[Extract Boundary: Start]
The ubiquity of glycerin in products supports Romanowski’s point. Glycerin, which draws water to itself and thus to your skin when applied to it, is one of the cheapest and most common moisturizing ingredients used in skin care products. It’s often listed high up on ingredient labels. (The FDA requires manufacturers to list ingredients “in descending order of predominance,” meaning that the first ingredients on a label are present in the product in the highest concentration.) Start flipping over labels and you’ll often see glycerin listed within the first five ingredients, in everything from those anti-wrinkle-not-anti-aging Neutrogenaproducts to CE Ferulic and Drunk Elephant’s C-Firma.

Helen Mirren on the cover of Allure’s September 2017 anti-anti-aging issue.  Scott Trindle/Allure

 

Bottom line: is it a good or a bad thing that we’re moving away from “anti-aging”?

Allure’s anti-aging ban prompted a conversation for weeks afterward both within and outside of the beauty industry, including a scathing New York Times article by Amanda Hess, whose biggest criticism was that not using the term “anti-aging” would just encourage the industry to use other euphemisms to sell products. Hess wrote, “This is not to say that [Lee] will stop promoting products that promise to make women look younger: As she puts it, ‘No one is suggesting giving up retinol.’ What Lee wants to change, at least to start with, is the ‘packaging and marketing’ used to sell retinol.”
[Extract Boundary: End]
[Supplied data Boundary: Start]
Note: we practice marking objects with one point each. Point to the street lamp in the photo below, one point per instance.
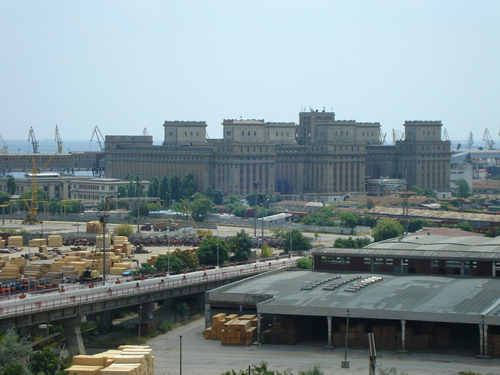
[Supplied data Boundary: End]
= Exercise set =
**a)** Copy from the anti-aging article the part that opens with the words containing "The ubiquity of" and closes with "Drunk Elephant’s C-Firma.".
**b)** Say whether each statement agrees with the anti-aging article, answering yes or no and quoting the words of the article that decide it. (i) Manufacturers must list ingredients in descending order of predominance. (ii) Glycerin is one of the most expensive moisturizing ingredients in skin care products. (iii) Amanda Hess's article appeared in The New York Times.
The data has no role in this work.

= Answers by item number =
**a)**
The ubiquity of glycerin in products supports Romanowski’s point. Glycerin, which draws water to itself and thus to your skin when applied to it, is one of the cheapest and most common moisturizing ingredients used in skin care products. It’s often listed high up on ingredient labels. (The FDA requires manufacturers to list ingredients “in descending order of predominance,” meaning that the first ingredients on a label are present in the product in the highest concentration.) Start flipping over labels and you’ll often see glycerin listed within the first five ingredients, in everything from those anti-wrinkle-not-anti-aging Neutrogenaproducts to CE Ferulic and Drunk Elephant’s C-Firma.

**b)**
(i) Yes: "The FDA requires manufacturers to list ingredients “in descending order of predominance,”"
(ii) No: "one of the cheapest and most common moisturizing ingredients used in skin care products"
(iii) Yes: "a scathing New York Times article by Amanda Hess"